━━━ ИСХОДНЫЙ ТЕКСТ ━━━

О личной жизни Житкова известно мало. Кочевой образ жизни не позволял писателю завести нормальную семью, поэтому к концу своих дней он жил гражданским браком с Верой Михайловной Арнольд (1896-1988), дочерью директора Белогородского училища и советского шифровальщика.


Детей у пары не было, но был у Бориса племянник Алеша – сын старшей сестры. Именно Алеша стал прообразом персонажа рассказов из сборника «Что я видел». Однако есть данные, что у Житкова есть несколько детей от некой Фелицаты Федоровны Гусевой – сын Николай и дочь Фелицата. По крайней мере, так утверждают некоторые СМИ.

Смерть

Еще в 1937 году Борис Степанович почувствовал недомогание. По совету знакомого решил испробовать лечебное голодание, но этим только ухудшил свое положение. Книгу, которую Житков планировал как «Энциклопедию для четырехлетних граждан "Почемучка"», писатель заканчивал, уже диктуя своей жене. Эта книга позже была издана под названием «Что я видел».


Другую свою книгу – «Помощь идет» - посвященную технике, служащей на благо человечества, писатель закончить не успел. Тем не менее, она тоже позже была издана под названием «Рассказы о технике». Умер Борис Степанович 19 августа 1938 года. Похоронен в Москве, на шестом участке Ваганьковского кладбища.


По мотивам его произведений сняты мультики «Кнопочки и человечки» (рассказ «Как я ловил человечков»), «Почему слоны?» (по рассказу «Про слона»), «Пудя», а также фильмы «Морские рассказы», «День ангела» и «Шторм на суше». Элементы биографии Житкова были использованы в стихотворениях «Почта»(1927) и «Военная почта»(1943), а также в фильме «На миг оглянуться» (1984 года).

━━━ ФРАГМЕНТ НАБОРА ДАННЫХ ━━━

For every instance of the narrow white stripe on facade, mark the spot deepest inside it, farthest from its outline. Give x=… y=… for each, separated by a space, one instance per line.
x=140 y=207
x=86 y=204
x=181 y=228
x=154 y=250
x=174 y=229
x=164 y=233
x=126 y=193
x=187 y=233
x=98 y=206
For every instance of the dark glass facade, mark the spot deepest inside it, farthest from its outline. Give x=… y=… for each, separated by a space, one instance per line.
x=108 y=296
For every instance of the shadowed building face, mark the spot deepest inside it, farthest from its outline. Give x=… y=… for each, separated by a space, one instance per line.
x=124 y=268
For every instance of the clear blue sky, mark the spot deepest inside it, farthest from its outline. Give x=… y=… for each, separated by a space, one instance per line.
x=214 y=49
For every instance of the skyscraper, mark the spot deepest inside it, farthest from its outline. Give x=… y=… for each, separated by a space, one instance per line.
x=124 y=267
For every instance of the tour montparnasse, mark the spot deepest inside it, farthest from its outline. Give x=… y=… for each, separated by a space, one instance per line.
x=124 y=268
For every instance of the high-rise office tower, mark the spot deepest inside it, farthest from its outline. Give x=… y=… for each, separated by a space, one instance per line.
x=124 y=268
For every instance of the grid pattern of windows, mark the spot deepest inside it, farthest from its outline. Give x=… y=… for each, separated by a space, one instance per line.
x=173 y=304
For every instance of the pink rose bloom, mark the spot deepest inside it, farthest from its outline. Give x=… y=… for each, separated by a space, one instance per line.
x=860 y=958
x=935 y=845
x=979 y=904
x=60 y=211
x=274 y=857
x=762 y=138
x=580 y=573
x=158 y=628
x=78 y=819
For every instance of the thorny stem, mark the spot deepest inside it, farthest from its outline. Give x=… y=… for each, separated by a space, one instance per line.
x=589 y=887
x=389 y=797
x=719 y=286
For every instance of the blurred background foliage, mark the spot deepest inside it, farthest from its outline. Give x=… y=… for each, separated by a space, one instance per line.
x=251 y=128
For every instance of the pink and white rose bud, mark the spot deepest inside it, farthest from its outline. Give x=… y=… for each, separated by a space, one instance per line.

━━━

ЗАДАНИЕ:
Перепишите текст о Борисе Житкове целиком, ничего в нем не меняя.

ПРАВИЛЬНЫЙ ОТВЕТ:
О личной жизни Житкова известно мало. Кочевой образ жизни не позволял писателю завести нормальную семью, поэтому к концу своих дней он жил гражданским браком с Верой Михайловной Арнольд (1896-1988), дочерью директора Белогородского училища и советского шифровальщика.


Детей у пары не было, но был у Бориса племянник Алеша – сын старшей сестры. Именно Алеша стал прообразом персонажа рассказов из сборника «Что я видел». Однако есть данные, что у Житкова есть несколько детей от некой Фелицаты Федоровны Гусевой – сын Николай и дочь Фелицата. По крайней мере, так утверждают некоторые СМИ.

Смерть

Еще в 1937 году Борис Степанович почувствовал недомогание. По совету знакомого решил испробовать лечебное голодание, но этим только ухудшил свое положение. Книгу, которую Житков планировал как «Энциклопедию для четырехлетних граждан "Почемучка"», писатель заканчивал, уже диктуя своей жене. Эта книга позже была издана под названием «Что я видел».


Другую свою книгу – «Помощь идет» - посвященную технике, служащей на благо человечества, писатель закончить не успел. Тем не менее, она тоже позже была издана под названием «Рассказы о технике». Умер Борис Степанович 19 августа 1938 года. Похоронен в Москве, на шестом участке Ваганьковского кладбища.


По мотивам его произведений сняты мультики «Кнопочки и человечки» (рассказ «Как я ловил человечков»), «Почему слоны?» (по рассказу «Про слона»), «Пудя», а также фильмы «Морские рассказы», «День ангела» и «Шторм на суше». Элементы биографии Житкова были использованы в стихотворениях «Почта»(1927) и «Военная почта»(1943), а также в фильме «На миг оглянуться» (1984 года).